Question 1
Hi Paul. ETFs seem to be very popular at the moment for personal investors and SMSFs. My question is: what happens if we have a crash? Looking at the ETFs on the Australian market, there are only a few buyers and sellers. So, if everyone is trying to sell, will I be able to get my money out?
Answer
Exchange Traded Funds (ETFs) appoint market makers to provide tight bid/offer spreads around the underlying NTA (net tangible asset value). If the market makers are net buyers, they redeem the units with the issuer. If they are net sellers, they create units with the issuer. Look at the quality of the spread rather than the number of buyers or sellers. If you are investing in a traditional ETF that tracks a major index such as the S&P/ASX 200 or US S&P500 (rather than a synthetic ETF), yes, you will be able to get your money out.
Question 2
As a first-time buyer of shares, I bought into (Mayne Pharma) when the shares were 73 cents. Not sure whether I should cut my losses or just hold on for the ride? It’s been a bit of a learning curve but at least I know now about setting a stop loss when I buy anything else!
Answer
I think you have answered your own question. I don’t claim to be an expert in Mayne Pharma, but can attest to this statement: “your first loss is your best loss.”
Question 3
We have recently retired and have received some additional cash and are trying to decide where to invest. Whilst many stocks seem to be trading on high PEs, we note warnings against value traps, which also applies to bonds and REITs. At this stage of life, we need to consider all three: capital security; income and long-term growth. Any suggestions?
Answer
The $64 question – capital security, income and long term capital growth. Without access to your portfolio, I am loathe to offer individual recommendations. Have a look at our model growth portfolio. Another option might be to consider one of the major listed investment companies like Milton Corporation (MLT), or potentially even a fund like the Switzer Dividend Growth Fund (SWTZ).
Question 4
What are the fundamental factors one should consider before buying a micro cap stocks? What is your pick for the long term, which you think will be 10 bagger? Thanks.
Answer
The fundamental factors to consider when buying a microcap are exactly the same as those you would use to buy a large cap stock. There are some other factors to consider:
- a) Liquidity, or potentially, lack of liquidity;
- b) Influence/control by major shareholders (including executives); and
- c) In some cases, corporate governance arrangements.
Liquidity (or lack of liquidity) means that you may need to be patient when both entering or exiting a position.
Important: This content has been prepared without taking account of the objectives, financial situation or needs of any particular individual. It does not constitute formal advice. Consider the appropriateness of the information in regards to your circumstances.
************
▶ **Prompt A**:
Reproduce the stretch of the investing Q&A from "Important: This content" through "to your circumstances.".
▶ **Prompt B**:
According to the investing Q&A, what do market makers do with the issuer when they are net sellers?
The material that follows comes from a separate source, not from the investing Q&A.

Dataset excerpts
************
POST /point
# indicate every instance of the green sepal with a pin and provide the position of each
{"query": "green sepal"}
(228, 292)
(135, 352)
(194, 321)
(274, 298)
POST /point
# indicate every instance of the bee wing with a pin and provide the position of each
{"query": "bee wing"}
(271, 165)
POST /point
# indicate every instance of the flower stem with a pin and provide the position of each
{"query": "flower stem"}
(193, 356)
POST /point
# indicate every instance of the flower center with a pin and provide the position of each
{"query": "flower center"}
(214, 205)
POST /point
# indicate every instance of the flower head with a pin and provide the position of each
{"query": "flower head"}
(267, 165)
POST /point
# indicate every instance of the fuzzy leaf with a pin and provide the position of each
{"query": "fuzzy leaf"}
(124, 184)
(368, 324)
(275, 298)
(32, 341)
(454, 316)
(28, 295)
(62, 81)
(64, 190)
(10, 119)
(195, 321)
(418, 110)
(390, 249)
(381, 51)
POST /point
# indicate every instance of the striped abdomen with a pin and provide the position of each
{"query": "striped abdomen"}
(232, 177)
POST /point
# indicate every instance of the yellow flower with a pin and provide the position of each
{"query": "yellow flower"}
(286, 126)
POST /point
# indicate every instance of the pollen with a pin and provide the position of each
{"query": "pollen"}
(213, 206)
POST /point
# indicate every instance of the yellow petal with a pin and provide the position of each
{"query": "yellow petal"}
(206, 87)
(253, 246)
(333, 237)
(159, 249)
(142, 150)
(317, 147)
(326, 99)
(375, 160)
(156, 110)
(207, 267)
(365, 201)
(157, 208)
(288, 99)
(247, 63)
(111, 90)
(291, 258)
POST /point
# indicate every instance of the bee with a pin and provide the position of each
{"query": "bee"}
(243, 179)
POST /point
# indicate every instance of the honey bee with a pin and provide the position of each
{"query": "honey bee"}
************
▶ **Exercise response A**:
Important: This content has been prepared without taking account of the objectives, financial situation or needs of any particular individual. It does not constitute formal advice. Consider the appropriateness of the information in regards to your circumstances.

▶ **Exercise response B**:
They create units with the issuer.